▸ Given information:
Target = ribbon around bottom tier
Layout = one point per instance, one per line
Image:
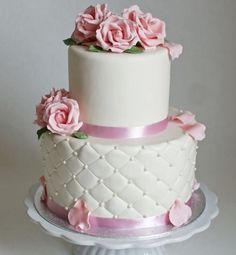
(124, 132)
(111, 223)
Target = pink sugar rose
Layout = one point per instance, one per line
(117, 34)
(53, 96)
(62, 117)
(151, 31)
(88, 22)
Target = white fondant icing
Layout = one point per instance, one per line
(112, 184)
(120, 90)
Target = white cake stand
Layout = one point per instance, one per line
(139, 242)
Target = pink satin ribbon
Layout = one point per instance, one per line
(124, 132)
(98, 222)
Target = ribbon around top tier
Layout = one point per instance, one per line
(124, 132)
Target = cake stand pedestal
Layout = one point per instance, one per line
(150, 241)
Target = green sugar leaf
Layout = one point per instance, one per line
(41, 131)
(80, 135)
(134, 50)
(69, 41)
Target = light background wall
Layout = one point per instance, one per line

▸ Task to complete:
Word for word, set down every record, keeping the images out.

▸ Answer to the exercise:
Target = ribbon around bottom tier
Layout = one point per instance, one per line
Image:
(124, 132)
(111, 223)
Target = pink sugar rose
Layout = one point per instance, one per line
(117, 34)
(53, 96)
(62, 117)
(151, 31)
(88, 22)
Target = white fondant icing
Layout = one point per instance, one per line
(112, 184)
(120, 90)
Target = white cake stand
Layout = one point per instance, one per line
(139, 242)
Target = pink satin ribbon
Layout = one point per instance, one per line
(124, 132)
(98, 222)
Target = ribbon around top tier
Layout = one point per instance, one per line
(124, 132)
Target = cake stand pedestal
Layout = one point per instance, one per line
(150, 241)
Target = green sugar leaf
Layout = one point per instance, one per line
(41, 131)
(80, 135)
(134, 50)
(69, 41)
Target = light background wall
Layout = one point per instance, one per line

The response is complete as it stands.